_Written task_
Please rewrite the part of the rows below that opens with the line containing "Q: Indicate one point per instance of the chrome" and runs through the end of the rows as a JSON list of strings, one string per line, with blank lines left out.

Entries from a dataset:

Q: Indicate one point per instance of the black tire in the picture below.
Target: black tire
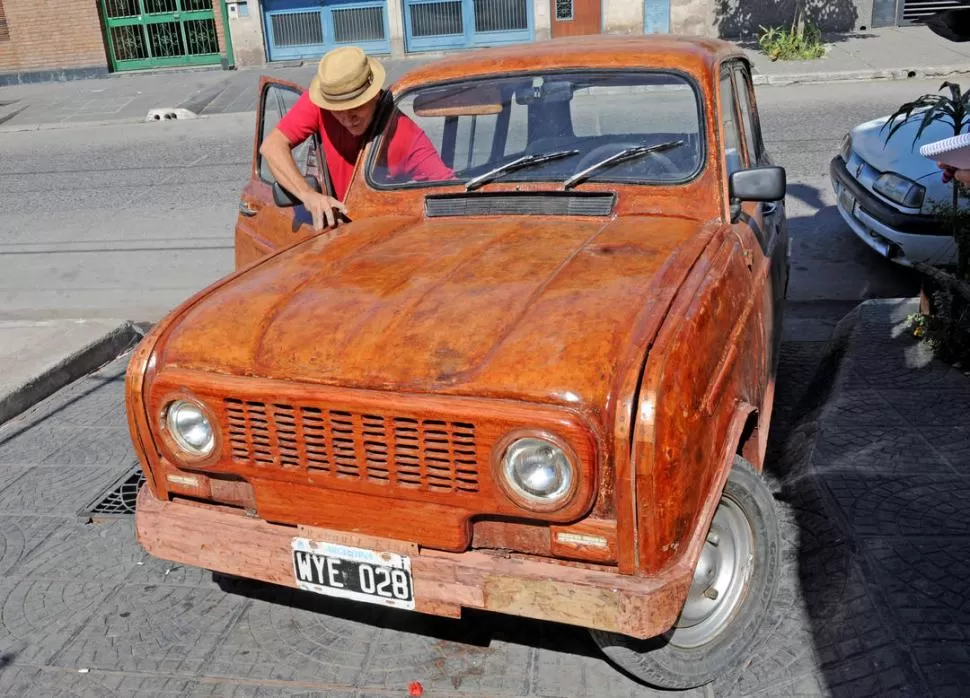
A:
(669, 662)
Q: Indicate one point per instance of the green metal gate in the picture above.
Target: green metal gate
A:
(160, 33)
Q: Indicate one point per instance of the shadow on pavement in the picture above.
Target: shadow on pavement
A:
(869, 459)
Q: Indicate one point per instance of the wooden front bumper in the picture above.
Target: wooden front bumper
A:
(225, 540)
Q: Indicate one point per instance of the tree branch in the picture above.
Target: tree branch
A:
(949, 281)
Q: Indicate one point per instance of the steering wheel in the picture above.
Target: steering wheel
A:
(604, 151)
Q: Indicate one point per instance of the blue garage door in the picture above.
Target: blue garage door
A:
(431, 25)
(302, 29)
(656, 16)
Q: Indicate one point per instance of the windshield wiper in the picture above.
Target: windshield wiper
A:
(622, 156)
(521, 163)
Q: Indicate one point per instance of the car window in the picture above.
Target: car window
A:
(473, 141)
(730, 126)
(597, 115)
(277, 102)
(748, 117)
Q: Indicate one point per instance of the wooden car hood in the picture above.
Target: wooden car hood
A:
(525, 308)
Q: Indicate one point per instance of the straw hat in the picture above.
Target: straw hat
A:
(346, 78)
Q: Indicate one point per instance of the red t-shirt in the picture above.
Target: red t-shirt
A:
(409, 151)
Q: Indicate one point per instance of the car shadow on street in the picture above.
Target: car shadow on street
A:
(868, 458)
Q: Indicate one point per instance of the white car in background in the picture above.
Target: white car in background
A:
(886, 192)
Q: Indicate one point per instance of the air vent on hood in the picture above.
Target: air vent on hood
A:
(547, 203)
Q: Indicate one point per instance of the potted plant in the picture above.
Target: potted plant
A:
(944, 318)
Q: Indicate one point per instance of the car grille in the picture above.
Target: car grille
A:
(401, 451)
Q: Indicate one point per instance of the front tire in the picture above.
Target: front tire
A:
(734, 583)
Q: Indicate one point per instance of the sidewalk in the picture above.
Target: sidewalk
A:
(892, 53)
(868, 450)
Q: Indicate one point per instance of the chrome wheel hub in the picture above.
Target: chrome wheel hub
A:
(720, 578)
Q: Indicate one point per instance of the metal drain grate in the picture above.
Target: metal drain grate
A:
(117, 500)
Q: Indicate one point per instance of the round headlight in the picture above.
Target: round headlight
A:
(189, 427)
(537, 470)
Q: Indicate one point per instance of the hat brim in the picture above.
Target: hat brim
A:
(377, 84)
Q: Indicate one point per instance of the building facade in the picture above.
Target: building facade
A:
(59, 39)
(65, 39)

_Result_
[
  "Q: Indicate one point per instance of the chrome wheel hub in the picture above.",
  "Target: chrome wheel hub",
  "A:",
  "(720, 578)",
  "Q: Indicate one point per instance of the metal drain grate in the picture above.",
  "Target: metal drain grate",
  "A:",
  "(117, 500)",
  "Q: Indicate one point per instance of the round headlight in the picture above.",
  "Target: round headlight",
  "A:",
  "(189, 427)",
  "(537, 470)",
  "Q: Indicate one point per instance of the hat brim in the picture above.",
  "Target: hat brim",
  "A:",
  "(377, 84)",
  "Q: Indicate one point per instance of the building facade in the picture above.",
  "Target: building facade",
  "A:",
  "(59, 39)",
  "(65, 39)"
]